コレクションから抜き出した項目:
.....
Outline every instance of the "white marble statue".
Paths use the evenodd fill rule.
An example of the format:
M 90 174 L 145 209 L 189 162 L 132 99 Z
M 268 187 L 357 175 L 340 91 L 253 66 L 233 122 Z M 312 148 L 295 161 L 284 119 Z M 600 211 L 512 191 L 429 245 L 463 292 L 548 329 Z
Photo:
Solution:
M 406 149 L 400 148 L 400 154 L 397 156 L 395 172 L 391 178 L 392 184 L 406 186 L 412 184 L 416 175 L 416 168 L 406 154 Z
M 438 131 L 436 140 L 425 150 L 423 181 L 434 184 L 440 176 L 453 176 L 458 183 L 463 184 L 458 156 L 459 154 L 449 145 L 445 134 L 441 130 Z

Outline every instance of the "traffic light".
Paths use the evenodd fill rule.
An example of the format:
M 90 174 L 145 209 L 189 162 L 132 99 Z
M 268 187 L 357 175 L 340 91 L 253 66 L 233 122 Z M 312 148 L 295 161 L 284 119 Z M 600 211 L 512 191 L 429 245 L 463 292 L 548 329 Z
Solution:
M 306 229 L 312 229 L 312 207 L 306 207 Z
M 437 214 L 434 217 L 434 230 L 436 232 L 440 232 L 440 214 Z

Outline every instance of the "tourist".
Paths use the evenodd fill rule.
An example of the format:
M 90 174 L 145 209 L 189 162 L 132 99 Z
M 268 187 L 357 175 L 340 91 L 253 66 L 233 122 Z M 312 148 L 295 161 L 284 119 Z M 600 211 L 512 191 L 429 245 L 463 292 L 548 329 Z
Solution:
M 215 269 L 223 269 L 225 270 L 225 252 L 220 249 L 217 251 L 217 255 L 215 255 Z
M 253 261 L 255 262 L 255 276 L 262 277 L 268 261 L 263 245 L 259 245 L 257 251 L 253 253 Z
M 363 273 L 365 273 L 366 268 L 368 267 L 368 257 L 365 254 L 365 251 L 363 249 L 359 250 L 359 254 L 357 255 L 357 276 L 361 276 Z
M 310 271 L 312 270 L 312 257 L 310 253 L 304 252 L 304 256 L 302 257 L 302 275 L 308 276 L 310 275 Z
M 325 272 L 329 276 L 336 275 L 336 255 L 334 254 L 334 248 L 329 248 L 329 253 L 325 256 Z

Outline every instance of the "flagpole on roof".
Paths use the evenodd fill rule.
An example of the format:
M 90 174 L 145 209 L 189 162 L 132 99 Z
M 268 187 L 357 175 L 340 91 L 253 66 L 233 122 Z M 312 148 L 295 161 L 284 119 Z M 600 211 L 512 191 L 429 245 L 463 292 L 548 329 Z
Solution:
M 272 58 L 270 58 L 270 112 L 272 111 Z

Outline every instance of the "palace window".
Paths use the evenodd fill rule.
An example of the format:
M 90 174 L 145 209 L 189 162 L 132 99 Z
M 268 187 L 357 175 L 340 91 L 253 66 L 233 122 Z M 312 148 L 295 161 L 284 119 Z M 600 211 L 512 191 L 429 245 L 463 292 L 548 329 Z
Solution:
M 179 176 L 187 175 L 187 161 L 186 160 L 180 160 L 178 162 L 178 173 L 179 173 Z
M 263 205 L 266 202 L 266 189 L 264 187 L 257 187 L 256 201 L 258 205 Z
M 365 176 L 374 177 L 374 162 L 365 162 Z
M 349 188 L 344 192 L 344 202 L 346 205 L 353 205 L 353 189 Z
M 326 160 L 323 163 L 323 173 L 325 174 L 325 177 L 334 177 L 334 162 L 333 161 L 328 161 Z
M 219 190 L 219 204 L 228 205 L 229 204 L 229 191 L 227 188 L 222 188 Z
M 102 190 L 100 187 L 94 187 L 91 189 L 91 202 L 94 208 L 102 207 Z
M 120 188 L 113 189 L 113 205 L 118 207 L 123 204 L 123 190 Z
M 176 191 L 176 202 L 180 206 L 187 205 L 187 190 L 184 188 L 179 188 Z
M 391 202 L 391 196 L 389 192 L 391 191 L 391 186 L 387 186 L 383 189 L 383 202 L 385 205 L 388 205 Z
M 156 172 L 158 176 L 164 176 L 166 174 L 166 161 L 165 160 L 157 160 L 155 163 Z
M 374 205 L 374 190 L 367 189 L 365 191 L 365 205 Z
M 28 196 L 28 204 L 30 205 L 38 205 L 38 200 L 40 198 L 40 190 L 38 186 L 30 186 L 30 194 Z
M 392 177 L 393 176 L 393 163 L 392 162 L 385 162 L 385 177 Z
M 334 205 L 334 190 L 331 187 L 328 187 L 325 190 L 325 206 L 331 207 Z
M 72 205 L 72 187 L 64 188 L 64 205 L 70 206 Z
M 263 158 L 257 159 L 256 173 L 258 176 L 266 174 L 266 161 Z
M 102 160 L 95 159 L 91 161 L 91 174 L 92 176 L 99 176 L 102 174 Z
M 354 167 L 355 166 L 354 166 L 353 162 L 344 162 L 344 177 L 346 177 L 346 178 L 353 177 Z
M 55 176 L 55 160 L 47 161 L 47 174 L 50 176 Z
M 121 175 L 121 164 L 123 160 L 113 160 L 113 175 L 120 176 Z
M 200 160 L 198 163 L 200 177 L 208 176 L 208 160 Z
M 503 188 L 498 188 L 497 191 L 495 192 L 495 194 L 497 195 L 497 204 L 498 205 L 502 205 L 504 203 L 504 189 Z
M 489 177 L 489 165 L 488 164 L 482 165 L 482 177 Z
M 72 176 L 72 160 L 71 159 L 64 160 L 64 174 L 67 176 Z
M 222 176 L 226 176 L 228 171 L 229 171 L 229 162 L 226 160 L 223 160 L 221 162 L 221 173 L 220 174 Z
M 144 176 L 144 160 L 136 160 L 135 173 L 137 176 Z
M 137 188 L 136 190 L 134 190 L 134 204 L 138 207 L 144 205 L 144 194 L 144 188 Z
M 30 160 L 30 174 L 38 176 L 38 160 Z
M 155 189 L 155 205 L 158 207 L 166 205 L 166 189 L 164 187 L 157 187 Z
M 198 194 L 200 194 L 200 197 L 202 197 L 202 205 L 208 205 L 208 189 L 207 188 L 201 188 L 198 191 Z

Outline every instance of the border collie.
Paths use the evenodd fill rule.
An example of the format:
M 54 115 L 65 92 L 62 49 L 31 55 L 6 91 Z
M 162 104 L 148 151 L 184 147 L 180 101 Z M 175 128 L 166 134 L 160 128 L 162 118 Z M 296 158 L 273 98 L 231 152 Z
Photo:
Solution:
.....
指示内容: 「Outline every instance of the border collie.」を含む行から始め、素材の最後の行までを書き直すこと。「border collie」を「Shetland sheepdog」に置き換え、それ以外は一切変えない。

作業結果:
Outline every instance of the Shetland sheepdog.
Paths use the evenodd fill rule.
An example of the format:
M 54 115 L 65 92 L 62 49 L 31 55 L 6 91 Z
M 162 104 L 148 151 L 184 147 L 180 101 Z M 175 128 L 166 134 L 160 128 L 162 118 Z M 296 158 L 273 98 L 231 152 Z
Photo:
Solution:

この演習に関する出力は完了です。